Bei den BMW Open 2024 in München gewann Jan-Lennard Struff nach 15 Jahren auf der Profi-Tour seinen ersten ATP Titel.

„Der Titel in München hat geholfen. Mir hat das einen richtigen Boost gegeben, einfach das erste ATP Turnier zu gewinnen, das auch noch mit 33 Jahren“, sagt Struff einige Monate nach seinem Triumph im Gespräch mit Tennis Channel DE. „Vielleicht war es lange überfällig, es hat halt vorher nicht geklappt. Aber es ist einfach schön, dass ich da einen Haken dran machen konnte.“

Als „Struffi“, wie er auf der Tour meist genannt wird, mit Tennis Channel DE spricht, wirkt er aufgeräumt. Er tritt selbstbewusst auf. Trotzdem scheint sein Auftreten das komplette Gegenteil von seinem Spielstil zu sein. Hinter den harten, aggressiven und kraftvollen Schlägen steckt ein ruhiger, bodenständiger, fast schon sanfter Typ. Dennoch ist er gefestigt in dem, was er sagt und tut.

Struff: "Ich wusste damals nicht, ob ich gut genug bin"

[Einträge zum Auffinden benannter Dinge]
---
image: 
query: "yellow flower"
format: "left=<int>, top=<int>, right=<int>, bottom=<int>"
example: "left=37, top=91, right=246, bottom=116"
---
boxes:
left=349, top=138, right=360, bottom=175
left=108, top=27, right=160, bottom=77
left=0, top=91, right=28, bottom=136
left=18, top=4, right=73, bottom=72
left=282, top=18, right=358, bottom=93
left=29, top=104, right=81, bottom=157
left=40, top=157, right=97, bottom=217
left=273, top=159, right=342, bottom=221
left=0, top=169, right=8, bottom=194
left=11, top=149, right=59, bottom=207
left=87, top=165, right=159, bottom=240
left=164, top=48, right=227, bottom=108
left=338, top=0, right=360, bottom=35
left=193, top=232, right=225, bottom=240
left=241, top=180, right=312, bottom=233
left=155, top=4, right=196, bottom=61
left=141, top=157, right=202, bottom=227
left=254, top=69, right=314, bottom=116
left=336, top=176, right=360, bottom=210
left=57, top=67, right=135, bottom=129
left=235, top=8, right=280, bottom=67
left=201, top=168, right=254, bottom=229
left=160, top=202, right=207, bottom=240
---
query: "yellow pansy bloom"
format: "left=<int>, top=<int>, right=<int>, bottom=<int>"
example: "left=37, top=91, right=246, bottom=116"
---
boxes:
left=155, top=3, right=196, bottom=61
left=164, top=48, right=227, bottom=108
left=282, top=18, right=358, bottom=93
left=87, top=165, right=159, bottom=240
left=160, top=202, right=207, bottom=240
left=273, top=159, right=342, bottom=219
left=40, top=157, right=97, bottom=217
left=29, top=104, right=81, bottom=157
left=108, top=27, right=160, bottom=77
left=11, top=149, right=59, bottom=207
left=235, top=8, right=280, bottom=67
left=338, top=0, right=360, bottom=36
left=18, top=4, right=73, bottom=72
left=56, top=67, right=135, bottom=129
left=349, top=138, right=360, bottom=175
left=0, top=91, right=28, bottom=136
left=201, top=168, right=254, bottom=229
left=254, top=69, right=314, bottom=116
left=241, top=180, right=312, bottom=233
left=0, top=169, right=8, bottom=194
* * *
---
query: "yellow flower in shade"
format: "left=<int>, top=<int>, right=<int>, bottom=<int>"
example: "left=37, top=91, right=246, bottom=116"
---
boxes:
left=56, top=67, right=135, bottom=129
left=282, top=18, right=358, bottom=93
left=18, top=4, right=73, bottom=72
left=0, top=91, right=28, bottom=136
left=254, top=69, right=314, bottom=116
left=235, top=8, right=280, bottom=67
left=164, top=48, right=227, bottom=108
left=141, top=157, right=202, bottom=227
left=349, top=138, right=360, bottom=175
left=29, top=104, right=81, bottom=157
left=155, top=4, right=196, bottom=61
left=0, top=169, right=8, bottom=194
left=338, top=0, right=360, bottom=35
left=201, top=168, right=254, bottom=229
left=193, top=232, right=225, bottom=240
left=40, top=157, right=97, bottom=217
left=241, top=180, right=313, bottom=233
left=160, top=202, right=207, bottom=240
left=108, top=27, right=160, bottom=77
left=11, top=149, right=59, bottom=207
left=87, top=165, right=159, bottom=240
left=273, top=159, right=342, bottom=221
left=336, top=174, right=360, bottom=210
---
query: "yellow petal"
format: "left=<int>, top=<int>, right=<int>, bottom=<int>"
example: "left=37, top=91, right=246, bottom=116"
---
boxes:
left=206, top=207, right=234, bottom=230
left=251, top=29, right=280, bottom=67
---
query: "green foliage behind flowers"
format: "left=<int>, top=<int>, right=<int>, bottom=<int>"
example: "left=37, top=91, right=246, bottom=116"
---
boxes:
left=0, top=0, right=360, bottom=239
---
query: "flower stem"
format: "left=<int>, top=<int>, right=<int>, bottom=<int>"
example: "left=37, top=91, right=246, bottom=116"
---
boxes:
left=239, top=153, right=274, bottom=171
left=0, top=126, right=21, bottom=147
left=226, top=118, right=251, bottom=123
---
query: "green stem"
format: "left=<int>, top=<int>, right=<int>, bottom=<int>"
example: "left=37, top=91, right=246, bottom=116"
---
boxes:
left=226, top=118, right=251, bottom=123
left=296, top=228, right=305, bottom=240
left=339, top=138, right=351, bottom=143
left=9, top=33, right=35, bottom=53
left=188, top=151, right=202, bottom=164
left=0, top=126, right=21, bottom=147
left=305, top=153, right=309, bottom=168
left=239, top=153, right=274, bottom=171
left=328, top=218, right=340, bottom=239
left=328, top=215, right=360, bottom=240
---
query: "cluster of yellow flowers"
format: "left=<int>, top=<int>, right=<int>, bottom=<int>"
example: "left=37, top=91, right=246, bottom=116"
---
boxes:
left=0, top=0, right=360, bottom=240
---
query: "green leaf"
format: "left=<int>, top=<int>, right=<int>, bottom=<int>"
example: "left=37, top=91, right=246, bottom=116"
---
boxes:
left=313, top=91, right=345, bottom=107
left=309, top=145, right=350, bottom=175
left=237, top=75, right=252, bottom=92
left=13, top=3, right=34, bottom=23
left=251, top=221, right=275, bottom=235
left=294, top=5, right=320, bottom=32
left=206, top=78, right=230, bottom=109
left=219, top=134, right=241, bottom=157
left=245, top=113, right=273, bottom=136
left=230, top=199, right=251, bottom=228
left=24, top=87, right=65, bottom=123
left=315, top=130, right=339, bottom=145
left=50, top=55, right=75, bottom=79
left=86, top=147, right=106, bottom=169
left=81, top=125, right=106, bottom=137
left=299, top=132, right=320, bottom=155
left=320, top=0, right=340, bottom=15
---
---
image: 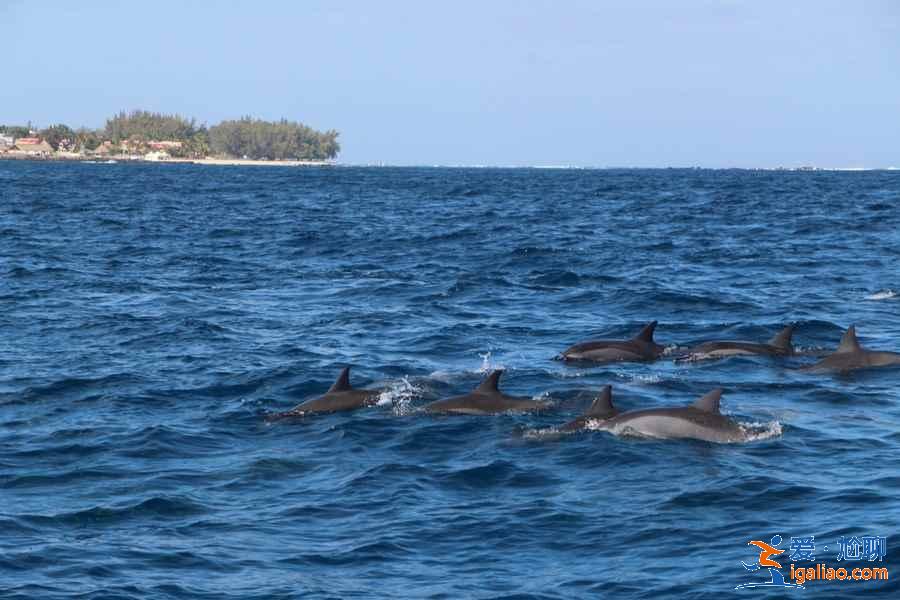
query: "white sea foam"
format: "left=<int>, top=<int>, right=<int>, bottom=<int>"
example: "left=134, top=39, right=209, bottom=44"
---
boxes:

* Aufgabe A *
Wie alt war Struff laut dem Text über Jan-Lennard Struff, als er sein erstes ATP-Turnier gewann?
* Aufgabe B *
Nenne alle Adjektive, mit denen der Text über Jan-Lennard Struff seine Schläge beschreibt.
* Aufgabe C *
Kopiere aus dem Text über Jan-Lennard Struff den Abschnitt, der mit den Worten „Bei den BMW“ einsetzt und mit „sagt und tut.“ schließt.
Das Material steht für sich und gehört nicht zum Text über Jan-Lennard Struff.

* Richtige Lösung A *
33 Jahre

* Richtige Lösung B *
hart, aggressiv, kraftvoll

* Richtige Lösung C *
Bei den BMW Open 2024 in München gewann Jan-Lennard Struff nach 15 Jahren auf der Profi-Tour seinen ersten ATP Titel.

„Der Titel in München hat geholfen. Mir hat das einen richtigen Boost gegeben, einfach das erste ATP Turnier zu gewinnen, das auch noch mit 33 Jahren“, sagt Struff einige Monate nach seinem Triumph im Gespräch mit Tennis Channel DE. „Vielleicht war es lange überfällig, es hat halt vorher nicht geklappt. Aber es ist einfach schön, dass ich da einen Haken dran machen konnte.“

Als „Struffi“, wie er auf der Tour meist genannt wird, mit Tennis Channel DE spricht, wirkt er aufgeräumt. Er tritt selbstbewusst auf. Trotzdem scheint sein Auftreten das komplette Gegenteil von seinem Spielstil zu sein. Hinter den harten, aggressiven und kraftvollen Schlägen steckt ein ruhiger, bodenständiger, fast schon sanfter Typ. Dennoch ist er gefestigt in dem, was er sagt und tut.